Exercise aim: Which of the lines below contain the string "positive", with case counting? Show each of those lines in full.

Input data:

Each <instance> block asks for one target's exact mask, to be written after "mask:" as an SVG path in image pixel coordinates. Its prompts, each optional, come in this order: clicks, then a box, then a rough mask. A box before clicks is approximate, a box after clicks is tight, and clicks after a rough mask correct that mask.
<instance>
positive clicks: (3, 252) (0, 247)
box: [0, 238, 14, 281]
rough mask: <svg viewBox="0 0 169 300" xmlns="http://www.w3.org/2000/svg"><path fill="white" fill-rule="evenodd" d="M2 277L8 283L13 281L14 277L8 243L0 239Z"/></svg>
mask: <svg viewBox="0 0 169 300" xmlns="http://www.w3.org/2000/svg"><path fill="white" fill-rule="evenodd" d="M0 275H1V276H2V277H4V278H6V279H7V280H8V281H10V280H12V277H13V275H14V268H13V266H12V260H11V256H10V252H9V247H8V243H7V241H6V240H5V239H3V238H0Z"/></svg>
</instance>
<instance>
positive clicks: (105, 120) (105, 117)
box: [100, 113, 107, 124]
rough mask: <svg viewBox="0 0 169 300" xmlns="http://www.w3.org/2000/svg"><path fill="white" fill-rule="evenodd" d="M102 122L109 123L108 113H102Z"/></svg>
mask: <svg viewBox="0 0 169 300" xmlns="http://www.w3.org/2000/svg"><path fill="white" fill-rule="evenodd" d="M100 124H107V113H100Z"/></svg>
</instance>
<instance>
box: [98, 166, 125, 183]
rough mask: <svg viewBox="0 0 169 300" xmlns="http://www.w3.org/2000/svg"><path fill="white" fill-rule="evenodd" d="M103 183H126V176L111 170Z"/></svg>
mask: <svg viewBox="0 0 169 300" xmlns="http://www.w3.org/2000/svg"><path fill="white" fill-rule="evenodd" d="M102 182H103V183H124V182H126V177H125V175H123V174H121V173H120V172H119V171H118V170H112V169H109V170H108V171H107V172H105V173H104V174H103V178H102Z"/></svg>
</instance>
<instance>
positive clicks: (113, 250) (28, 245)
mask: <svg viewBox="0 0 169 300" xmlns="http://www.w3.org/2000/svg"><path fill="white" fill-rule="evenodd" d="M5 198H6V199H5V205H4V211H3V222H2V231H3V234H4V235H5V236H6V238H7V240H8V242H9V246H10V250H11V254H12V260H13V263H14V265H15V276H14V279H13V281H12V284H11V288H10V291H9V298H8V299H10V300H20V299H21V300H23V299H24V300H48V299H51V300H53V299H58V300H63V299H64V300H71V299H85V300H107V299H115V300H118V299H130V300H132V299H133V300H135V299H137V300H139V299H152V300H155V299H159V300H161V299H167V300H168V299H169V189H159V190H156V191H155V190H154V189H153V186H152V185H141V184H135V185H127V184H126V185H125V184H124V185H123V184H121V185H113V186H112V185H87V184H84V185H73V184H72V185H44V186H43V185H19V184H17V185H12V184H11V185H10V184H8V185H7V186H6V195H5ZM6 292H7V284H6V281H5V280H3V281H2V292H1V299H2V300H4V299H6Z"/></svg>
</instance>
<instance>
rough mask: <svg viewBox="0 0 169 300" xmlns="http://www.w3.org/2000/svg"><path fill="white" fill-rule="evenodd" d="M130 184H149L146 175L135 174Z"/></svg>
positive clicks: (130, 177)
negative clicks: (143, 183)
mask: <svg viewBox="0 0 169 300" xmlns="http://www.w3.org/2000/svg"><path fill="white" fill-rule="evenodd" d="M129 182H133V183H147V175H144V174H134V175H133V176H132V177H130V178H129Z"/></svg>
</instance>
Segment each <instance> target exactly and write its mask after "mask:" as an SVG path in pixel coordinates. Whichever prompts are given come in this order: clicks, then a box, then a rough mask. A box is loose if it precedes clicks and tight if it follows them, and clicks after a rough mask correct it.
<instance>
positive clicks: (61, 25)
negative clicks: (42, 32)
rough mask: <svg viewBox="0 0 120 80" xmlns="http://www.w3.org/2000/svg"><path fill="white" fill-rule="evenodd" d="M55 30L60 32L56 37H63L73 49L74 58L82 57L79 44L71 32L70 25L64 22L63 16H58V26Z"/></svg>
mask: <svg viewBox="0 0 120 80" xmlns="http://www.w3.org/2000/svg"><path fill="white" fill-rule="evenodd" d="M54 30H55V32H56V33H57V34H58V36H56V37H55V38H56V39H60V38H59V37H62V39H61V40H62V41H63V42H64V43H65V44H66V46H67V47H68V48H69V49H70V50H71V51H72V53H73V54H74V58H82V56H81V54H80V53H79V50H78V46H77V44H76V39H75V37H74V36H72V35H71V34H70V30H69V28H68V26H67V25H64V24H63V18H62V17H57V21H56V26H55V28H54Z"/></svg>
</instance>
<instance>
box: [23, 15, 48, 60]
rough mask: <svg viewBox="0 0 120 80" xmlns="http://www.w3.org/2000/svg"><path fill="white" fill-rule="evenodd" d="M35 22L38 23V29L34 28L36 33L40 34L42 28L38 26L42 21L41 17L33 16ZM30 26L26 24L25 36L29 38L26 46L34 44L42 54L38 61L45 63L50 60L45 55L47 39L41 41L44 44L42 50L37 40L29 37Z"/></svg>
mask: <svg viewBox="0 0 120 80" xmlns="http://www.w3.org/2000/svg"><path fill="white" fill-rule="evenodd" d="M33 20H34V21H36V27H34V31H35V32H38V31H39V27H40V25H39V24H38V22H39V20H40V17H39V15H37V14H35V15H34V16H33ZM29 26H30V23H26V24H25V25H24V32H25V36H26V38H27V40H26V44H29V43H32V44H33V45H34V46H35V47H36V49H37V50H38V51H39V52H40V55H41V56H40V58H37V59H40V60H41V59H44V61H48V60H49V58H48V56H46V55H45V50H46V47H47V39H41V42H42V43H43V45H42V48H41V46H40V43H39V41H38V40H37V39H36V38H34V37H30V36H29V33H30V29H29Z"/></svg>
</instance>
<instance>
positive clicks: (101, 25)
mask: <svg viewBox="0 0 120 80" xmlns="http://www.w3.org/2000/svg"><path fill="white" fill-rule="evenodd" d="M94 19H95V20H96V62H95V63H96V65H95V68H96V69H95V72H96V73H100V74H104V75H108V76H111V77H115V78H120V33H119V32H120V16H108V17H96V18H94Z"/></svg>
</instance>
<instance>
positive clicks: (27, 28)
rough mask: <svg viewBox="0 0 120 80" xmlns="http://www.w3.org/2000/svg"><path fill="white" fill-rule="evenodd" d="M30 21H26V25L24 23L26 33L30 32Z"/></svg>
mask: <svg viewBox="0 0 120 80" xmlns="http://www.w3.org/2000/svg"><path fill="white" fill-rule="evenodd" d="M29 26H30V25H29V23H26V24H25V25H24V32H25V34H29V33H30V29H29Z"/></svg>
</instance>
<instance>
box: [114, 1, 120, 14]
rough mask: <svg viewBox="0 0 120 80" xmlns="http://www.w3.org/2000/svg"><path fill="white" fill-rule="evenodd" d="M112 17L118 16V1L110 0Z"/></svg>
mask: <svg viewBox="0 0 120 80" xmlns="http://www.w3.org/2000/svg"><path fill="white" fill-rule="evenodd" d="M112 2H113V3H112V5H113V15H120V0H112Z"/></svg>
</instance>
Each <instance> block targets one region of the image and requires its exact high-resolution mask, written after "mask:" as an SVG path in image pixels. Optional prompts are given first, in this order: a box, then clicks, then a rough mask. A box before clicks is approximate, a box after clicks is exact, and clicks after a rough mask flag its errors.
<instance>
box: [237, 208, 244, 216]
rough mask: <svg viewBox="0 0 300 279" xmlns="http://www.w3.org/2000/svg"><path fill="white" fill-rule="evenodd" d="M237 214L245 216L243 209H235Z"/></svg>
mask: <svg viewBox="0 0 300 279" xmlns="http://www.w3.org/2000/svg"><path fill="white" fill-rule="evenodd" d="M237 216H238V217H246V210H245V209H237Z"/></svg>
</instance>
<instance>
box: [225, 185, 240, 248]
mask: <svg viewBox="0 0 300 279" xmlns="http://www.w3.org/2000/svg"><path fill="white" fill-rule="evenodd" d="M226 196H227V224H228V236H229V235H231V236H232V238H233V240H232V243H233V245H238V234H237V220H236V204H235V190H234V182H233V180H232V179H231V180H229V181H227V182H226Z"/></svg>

Answer area:
positive clicks: (3, 252) (0, 247)
positive clicks: (105, 120) (105, 117)
positive clicks: (113, 250) (28, 245)
positive clicks: (130, 177)
positive clicks: (61, 25)
positive clicks: (101, 25)
positive clicks: (27, 28)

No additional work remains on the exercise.